SELECTED TEXT =

## begin

Trump now presents a global narrative of ideological danger, decay, chaos and despair. He cites the episodic evidence of criminal outbreaks — police deaths in Dallas and Baton Rouge, ISIS-related massacres in California and Florida. He offers Hillary Clinton as the source of the vortex of violence. And he presents himself as the remedy.

Without a national campaign staff, a real campaign plan, or any modesty in temperament or behavior, he nevertheless keeps attention riveted on himself through one unexpected, often outlandish statement, after another. Yesterday, for instance, after assuring the nation of the “love” and “unity” gained at a Cleveland Republican convention that achieved neither, Trump criticized Ted Cruz, who refused to endorse him, calling the Texas Senator “dishonorable,” and suggesting as he did in the spring that Cruz’s father was an intimate of Lee Harvey Oswald. His source: The National Enquirer, which Trump called “a magazine that, in many respects, is respected.”

The madness that is Donald Trump, whose outsize ego and ruthless business strategy was well-known to New Yorkers for two generations, almost perfectly reflects what happens following 30 years of dogma that have unhinged the values and principles of an ideologically fixated Republican Party. Republican orthodoxy has come to represent lingering racism, dangerous suspicion of science, obstructionism, heed to the rich over the middle class, allegiance to dirty fuel, mindless “no new taxes” austerity, and rejection of public investments for public purposes.

## end

PROBLEMS TO WORK ON =
a - Write out the stretch of the Trump passage from "The madness that" through "for public purposes.", word for word.
b - List each thing the Trump passage says Republican orthodoxy has come to represent.

SUPPLIED RECORDS =

## begin

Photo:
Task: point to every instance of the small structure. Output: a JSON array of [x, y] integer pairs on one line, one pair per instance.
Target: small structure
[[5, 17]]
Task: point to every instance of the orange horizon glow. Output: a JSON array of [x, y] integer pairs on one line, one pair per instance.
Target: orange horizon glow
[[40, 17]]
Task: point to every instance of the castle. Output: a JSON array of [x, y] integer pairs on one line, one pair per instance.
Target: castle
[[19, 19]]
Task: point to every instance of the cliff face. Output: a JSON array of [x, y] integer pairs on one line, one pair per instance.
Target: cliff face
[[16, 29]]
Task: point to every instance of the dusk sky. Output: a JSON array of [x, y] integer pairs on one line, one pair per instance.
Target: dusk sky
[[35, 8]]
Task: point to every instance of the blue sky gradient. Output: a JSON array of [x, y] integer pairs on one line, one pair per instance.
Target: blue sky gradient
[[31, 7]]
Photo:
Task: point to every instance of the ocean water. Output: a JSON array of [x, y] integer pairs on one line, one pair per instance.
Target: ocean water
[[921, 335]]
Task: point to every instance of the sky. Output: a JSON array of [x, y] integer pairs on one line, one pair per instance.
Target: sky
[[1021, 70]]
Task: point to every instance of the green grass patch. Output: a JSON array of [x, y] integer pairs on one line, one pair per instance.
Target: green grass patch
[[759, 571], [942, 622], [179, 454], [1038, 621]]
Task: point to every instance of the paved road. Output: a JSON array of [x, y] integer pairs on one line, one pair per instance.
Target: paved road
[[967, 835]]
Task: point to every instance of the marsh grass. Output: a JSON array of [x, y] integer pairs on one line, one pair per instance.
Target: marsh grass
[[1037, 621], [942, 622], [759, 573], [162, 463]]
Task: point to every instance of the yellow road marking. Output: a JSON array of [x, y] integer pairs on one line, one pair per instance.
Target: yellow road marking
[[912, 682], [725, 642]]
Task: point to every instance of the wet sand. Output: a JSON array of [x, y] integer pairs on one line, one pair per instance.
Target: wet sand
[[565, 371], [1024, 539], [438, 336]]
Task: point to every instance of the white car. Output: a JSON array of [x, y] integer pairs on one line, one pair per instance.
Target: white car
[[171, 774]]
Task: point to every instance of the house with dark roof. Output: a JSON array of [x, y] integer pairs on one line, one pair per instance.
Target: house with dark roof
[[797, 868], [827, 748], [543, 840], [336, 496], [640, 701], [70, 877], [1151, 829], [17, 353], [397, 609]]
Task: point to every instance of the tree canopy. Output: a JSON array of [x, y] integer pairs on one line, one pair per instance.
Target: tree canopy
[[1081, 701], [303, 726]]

## end

REPLIES =
a -
The madness that is Donald Trump, whose outsize ego and ruthless business strategy was well-known to New Yorkers for two generations, almost perfectly reflects what happens following 30 years of dogma that have unhinged the values and principles of an ideologically fixated Republican Party. Republican orthodoxy has come to represent lingering racism, dangerous suspicion of science, obstructionism, heed to the rich over the middle class, allegiance to dirty fuel, mindless “no new taxes” austerity, and rejection of public investments for public purposes.

b -
- lingering racism
- dangerous suspicion of science
- obstructionism
- heed to the rich over the middle class
- allegiance to dirty fuel
- mindless "no new taxes" austerity
- rejection of public investments for public purposes